• Exercise brief:
Reproduce every record exactly.

*** Opening of Excerpted records ***

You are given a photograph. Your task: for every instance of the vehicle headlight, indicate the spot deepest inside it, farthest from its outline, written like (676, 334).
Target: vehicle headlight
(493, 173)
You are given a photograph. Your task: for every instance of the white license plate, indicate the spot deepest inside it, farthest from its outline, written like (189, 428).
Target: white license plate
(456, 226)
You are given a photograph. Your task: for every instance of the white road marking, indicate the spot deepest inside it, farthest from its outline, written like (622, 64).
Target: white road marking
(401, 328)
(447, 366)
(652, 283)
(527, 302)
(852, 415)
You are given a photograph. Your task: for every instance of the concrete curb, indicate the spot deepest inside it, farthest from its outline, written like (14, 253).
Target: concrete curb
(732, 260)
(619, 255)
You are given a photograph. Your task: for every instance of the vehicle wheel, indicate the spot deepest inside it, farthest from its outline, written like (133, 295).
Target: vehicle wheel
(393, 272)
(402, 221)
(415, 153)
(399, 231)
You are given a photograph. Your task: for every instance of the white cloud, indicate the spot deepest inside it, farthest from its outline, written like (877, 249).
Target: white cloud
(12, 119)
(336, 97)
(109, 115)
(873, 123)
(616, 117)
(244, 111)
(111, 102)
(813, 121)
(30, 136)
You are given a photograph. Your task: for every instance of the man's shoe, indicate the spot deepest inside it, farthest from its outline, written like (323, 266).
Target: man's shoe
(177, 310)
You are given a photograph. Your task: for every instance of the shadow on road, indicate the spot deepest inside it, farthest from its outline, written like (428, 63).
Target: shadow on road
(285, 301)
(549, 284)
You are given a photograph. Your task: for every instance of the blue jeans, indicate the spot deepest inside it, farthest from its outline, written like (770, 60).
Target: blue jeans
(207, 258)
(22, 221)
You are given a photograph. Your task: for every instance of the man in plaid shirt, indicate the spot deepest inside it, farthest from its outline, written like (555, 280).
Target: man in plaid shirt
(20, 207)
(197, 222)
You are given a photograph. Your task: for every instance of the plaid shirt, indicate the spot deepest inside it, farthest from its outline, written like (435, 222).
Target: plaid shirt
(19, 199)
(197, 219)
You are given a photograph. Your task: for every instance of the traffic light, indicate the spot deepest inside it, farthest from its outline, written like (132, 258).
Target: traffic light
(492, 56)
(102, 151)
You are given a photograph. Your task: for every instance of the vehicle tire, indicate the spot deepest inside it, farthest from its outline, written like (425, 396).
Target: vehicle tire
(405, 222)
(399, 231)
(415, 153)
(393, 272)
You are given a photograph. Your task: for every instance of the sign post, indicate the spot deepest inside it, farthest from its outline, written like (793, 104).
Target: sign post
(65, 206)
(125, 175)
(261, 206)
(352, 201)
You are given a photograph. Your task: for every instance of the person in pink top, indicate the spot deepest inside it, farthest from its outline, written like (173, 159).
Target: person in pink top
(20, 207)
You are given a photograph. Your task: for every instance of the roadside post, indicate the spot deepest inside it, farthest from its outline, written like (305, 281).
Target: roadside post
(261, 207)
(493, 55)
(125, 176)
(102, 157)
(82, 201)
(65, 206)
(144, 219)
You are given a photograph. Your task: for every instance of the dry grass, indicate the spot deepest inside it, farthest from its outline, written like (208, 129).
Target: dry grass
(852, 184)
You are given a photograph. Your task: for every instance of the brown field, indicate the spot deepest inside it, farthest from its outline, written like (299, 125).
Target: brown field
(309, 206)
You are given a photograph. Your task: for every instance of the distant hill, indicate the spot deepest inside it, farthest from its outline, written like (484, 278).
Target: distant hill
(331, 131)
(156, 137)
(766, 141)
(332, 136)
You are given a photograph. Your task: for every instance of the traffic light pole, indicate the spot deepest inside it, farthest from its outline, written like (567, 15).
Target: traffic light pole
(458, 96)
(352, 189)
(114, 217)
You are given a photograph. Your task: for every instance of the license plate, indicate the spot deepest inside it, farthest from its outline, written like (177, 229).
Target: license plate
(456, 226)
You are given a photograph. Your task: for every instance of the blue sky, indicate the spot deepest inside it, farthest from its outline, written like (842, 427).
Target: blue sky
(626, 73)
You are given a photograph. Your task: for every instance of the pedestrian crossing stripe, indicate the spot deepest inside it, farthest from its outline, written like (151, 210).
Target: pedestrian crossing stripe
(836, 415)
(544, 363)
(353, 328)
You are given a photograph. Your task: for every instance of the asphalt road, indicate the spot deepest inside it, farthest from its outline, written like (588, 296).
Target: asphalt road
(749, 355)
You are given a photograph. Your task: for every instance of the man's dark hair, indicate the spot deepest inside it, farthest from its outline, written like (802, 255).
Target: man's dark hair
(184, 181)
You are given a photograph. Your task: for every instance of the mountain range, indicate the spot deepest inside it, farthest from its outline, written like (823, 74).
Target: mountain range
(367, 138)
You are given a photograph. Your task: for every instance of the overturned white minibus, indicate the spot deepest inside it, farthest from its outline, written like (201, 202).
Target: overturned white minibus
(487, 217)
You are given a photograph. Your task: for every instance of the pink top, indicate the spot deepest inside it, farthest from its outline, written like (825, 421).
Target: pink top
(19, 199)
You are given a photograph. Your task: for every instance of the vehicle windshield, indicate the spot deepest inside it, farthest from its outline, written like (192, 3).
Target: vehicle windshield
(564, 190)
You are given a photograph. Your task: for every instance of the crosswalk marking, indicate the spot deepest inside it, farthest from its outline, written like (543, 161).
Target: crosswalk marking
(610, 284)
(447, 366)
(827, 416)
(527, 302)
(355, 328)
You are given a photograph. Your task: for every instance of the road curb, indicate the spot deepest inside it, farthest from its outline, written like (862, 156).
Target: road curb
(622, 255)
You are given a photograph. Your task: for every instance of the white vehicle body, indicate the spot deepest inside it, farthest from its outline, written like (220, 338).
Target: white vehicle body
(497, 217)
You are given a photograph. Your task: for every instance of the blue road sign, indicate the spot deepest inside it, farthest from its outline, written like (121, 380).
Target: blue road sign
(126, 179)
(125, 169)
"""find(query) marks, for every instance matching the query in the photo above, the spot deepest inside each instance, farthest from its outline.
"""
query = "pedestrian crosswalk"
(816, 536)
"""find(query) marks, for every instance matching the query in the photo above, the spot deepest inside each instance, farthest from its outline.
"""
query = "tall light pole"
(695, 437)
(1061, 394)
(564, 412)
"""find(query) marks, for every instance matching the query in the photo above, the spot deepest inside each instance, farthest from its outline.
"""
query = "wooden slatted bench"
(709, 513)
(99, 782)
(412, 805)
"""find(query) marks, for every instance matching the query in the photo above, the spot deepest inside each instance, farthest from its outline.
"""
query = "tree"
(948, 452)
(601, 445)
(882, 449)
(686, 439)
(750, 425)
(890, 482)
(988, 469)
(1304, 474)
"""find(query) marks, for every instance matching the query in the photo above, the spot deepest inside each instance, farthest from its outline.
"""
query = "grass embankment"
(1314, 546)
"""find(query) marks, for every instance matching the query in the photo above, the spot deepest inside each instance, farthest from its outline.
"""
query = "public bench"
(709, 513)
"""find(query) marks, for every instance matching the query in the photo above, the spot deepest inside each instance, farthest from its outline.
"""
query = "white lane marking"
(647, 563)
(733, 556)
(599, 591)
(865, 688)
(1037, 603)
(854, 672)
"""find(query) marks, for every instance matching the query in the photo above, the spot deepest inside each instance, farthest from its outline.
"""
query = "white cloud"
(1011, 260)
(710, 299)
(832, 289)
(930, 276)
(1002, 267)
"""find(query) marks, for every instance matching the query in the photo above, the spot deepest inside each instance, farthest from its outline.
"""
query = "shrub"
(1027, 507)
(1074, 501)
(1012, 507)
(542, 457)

*** Close of Excerpted records ***

• Your response:
You are given a photograph. Your task: for every instance of the vehicle headlight, indicate the spot deepest inside it, farthest from its outline, written like (676, 334).
Target: vehicle headlight
(493, 173)
You are given a photograph. Your task: for every instance of the white license plate, indicate the spot deepest inside it, farthest from its outline, written like (189, 428).
Target: white license plate
(456, 226)
You are given a photograph. Your task: for every instance of the white road marking, indicate the spot deepest inside it, farthest from its outline, written like (622, 64).
Target: white road marking
(401, 328)
(447, 366)
(652, 283)
(527, 302)
(852, 415)
You are given a photograph. Your task: for every instance of the concrete curb, indicate the spot deepest inside it, farthest from its outline, written like (14, 253).
Target: concrete curb
(732, 260)
(619, 255)
You are given a photograph. Your task: for every instance of the vehicle wheel, indicate the spot deepest inside it, farthest from its outline, written like (133, 295).
Target: vehicle wheel
(393, 272)
(402, 221)
(415, 153)
(399, 231)
You are given a photograph. Your task: for every instance of the white cloud, indicate the spot deepest inside it, farthest from its outline, written like (877, 249).
Target: white cloud
(12, 119)
(336, 97)
(109, 115)
(873, 123)
(616, 117)
(244, 111)
(111, 102)
(813, 121)
(30, 136)
You are given a photograph. Your task: for every instance of the man's shoe, indicate the spot deepest inside it, farthest from its outline, written like (323, 266).
Target: man's shoe
(177, 310)
You are given a photograph. Your task: for every instance of the shadow on road, indicate the spot deepest inside it, farthest from its outline, written like (428, 63).
Target: shadow on road
(285, 301)
(549, 284)
You are given a photograph. Your task: for every instance of the blue jeans, indicate the spot deepest inside it, farthest from its outline, written like (770, 60).
Target: blue jeans
(207, 258)
(22, 221)
You are given a photograph. Your task: for every instance of the man in plaid shirt, indicate the spot deepest inside it, farthest from its outline, written like (555, 280).
Target: man in plaid shirt
(20, 207)
(197, 222)
You are given a photograph. Your task: for every instance of the plaid shirt, indicate the spot deepest inside it, farthest from its outline, written like (435, 222).
Target: plaid shirt
(19, 199)
(197, 219)
You are given a photograph. Your task: for every instance of the traffic light, indicate the spot deepest inside it, farthest from its outline, written like (132, 258).
Target: traffic light
(492, 56)
(102, 151)
You are given a photograph. Your task: for every instance of the vehicle tire, indicate the spot deepest inside it, farthest from its outline, written like (425, 396).
Target: vehicle tire
(405, 222)
(399, 231)
(415, 153)
(393, 272)
You are given a photograph. Your task: for every instance of the sign post, indicate the spot deepest inside it, farthest from its outline, written like (793, 104).
Target: sign post
(65, 206)
(125, 175)
(261, 206)
(352, 201)
You are given a photograph. Your task: for every instance of the person in pink top, indicate the spot deepest inside it, farthest from its outline, written like (173, 159).
Target: person in pink top
(20, 207)
You are given a photograph. Your task: for every instance of the roadside post, indicate the spot deepest inside it, farthest from its outline, written like (305, 281).
Target: roadside post
(261, 207)
(493, 55)
(125, 176)
(102, 157)
(82, 201)
(65, 206)
(144, 219)
You are given a photograph. Your task: for every instance of the dry grass, indicate the spot deepest inside it, farthest from its outline, written like (208, 129).
Target: dry grass
(852, 184)
You are given a photograph. Your task: for every instance of the brown field, indicate the spot deepest inside it, farthest from its outline, written like (299, 125).
Target: brown field
(309, 206)
You are given a photograph. Your task: for every instance of the distant hill, indicate the spot deepest inside it, farthest from its outline, written like (484, 278).
Target: distant hill
(331, 131)
(156, 137)
(766, 141)
(332, 136)
You are given a photograph. Your task: for every instance of the traffic light pole, indicate the spot deepest inside it, farthest from its outline, written like (567, 15).
Target: traffic light pole
(458, 96)
(352, 189)
(114, 217)
You are given a photograph. Your task: for every instance of the license plate, indicate the spot deepest inside it, farthest from its outline, written like (177, 229).
Target: license plate
(456, 226)
You are given a photograph. Your task: for every instance of the blue sky, indicate the spot deepest inside it, farthest from its outline, written like (842, 427).
Target: blue sky
(626, 73)
You are given a photograph. Your task: for every instance of the pedestrian crossing stripe, indicate the spot deepest inside it, farthest from its outline, written like (151, 210).
Target: pedestrian crossing stripe
(836, 415)
(544, 363)
(353, 328)
You are given a photograph. Your task: for every instance of the asphalt road, indicate the spot deepest inside it, farthest from its outline, written like (588, 296).
Target: asphalt road
(749, 355)
You are given a photograph. Your task: for every instance of the man's dark hair, indicate the spot deepest inside it, farthest from its outline, written like (802, 255).
Target: man's dark hair
(184, 181)
You are given a photograph. Your task: for every instance of the mountain range, indicate the spot deepest inside it, farthest from its outline, written like (823, 74).
Target: mountain range
(367, 138)
You are given a photograph. Your task: for every instance of the overturned white minibus, indicate the spot deepest inside it, farthest from its outline, written like (201, 202).
Target: overturned white minibus
(487, 217)
You are given a photograph. Your task: for every instance of the pink top, indicate the spot deepest inside it, farthest from its outline, written like (825, 421).
Target: pink top
(19, 199)
You are given a photograph. Your task: for every instance of the vehicle windshield, indicate the spot deepest inside it, farthest from its outline, written like (192, 3).
Target: vehicle windshield
(564, 190)
You are given a photograph. Your task: for every instance of the crosswalk marking, indicate the spot deepest inside it, farthest from its outline, written like (543, 161).
Target: crosswalk marking
(610, 284)
(447, 366)
(827, 416)
(527, 302)
(355, 328)
You are given a photograph. Your task: for every instance of the road curb, indicate the spot deepest inside it, farthest from its outline, written like (862, 156).
Target: road curb
(622, 255)
You are given a photograph. Your task: for every instance of the white vehicle body, indicate the spot deepest inside it, farthest from its outline, written like (220, 338).
Target: white vehicle body
(497, 217)
You are given a photograph. Your task: for every instance of the blue road sign, indicate the spot deepest inside it, farthest from its outline, written like (121, 380).
Target: blue road sign
(126, 179)
(125, 169)
"""find(query) marks, for every instance matching the query in the photo above, the spot deepest inside each instance, farthest from its outline.
"""
query = "pedestrian crosswalk"
(816, 536)
"""find(query) marks, for every instance matching the query in the photo above, the spot deepest inside each instance, farthest from its outline.
"""
query = "tall light pole"
(695, 437)
(1061, 394)
(564, 412)
"""find(query) marks, for every instance matching the query in the photo above, the spot deepest inside each instance, farthest from its outline.
"""
query = "wooden slatted bench"
(709, 513)
(99, 782)
(412, 805)
"""find(query) marks, for every instance matching the query in the photo above, the spot deepest inside each instance, farthest from its outline.
"""
query = "tree"
(948, 452)
(601, 445)
(882, 449)
(686, 439)
(750, 425)
(890, 482)
(988, 469)
(1304, 474)
"""find(query) marks, for every instance matching the query in the photo above, the spot deepest inside each instance, farthest from its outline.
"""
query = "grass embankment"
(1314, 546)
"""find(query) marks, for every instance matching the query in the photo above, the spot deepest inside each instance, farthest from its outline.
"""
query = "public bench"
(709, 513)
"""find(query) marks, for every instance matching the query in the photo above, the spot deepest inside each instance, farthest from its outline.
"""
query = "white lane marking"
(647, 563)
(733, 556)
(599, 591)
(865, 688)
(1037, 603)
(854, 672)
"""find(query) marks, for every instance matching the query in the photo above, the spot deepest inside each instance, farthest from its outline.
"""
query = "white cloud"
(1011, 260)
(710, 299)
(832, 289)
(930, 276)
(1002, 267)
"""find(query) marks, for every instance matching the query in the photo above, the spot deepest inside each instance, farthest from its outline.
"""
query = "shrub"
(1027, 507)
(1074, 501)
(1012, 507)
(542, 457)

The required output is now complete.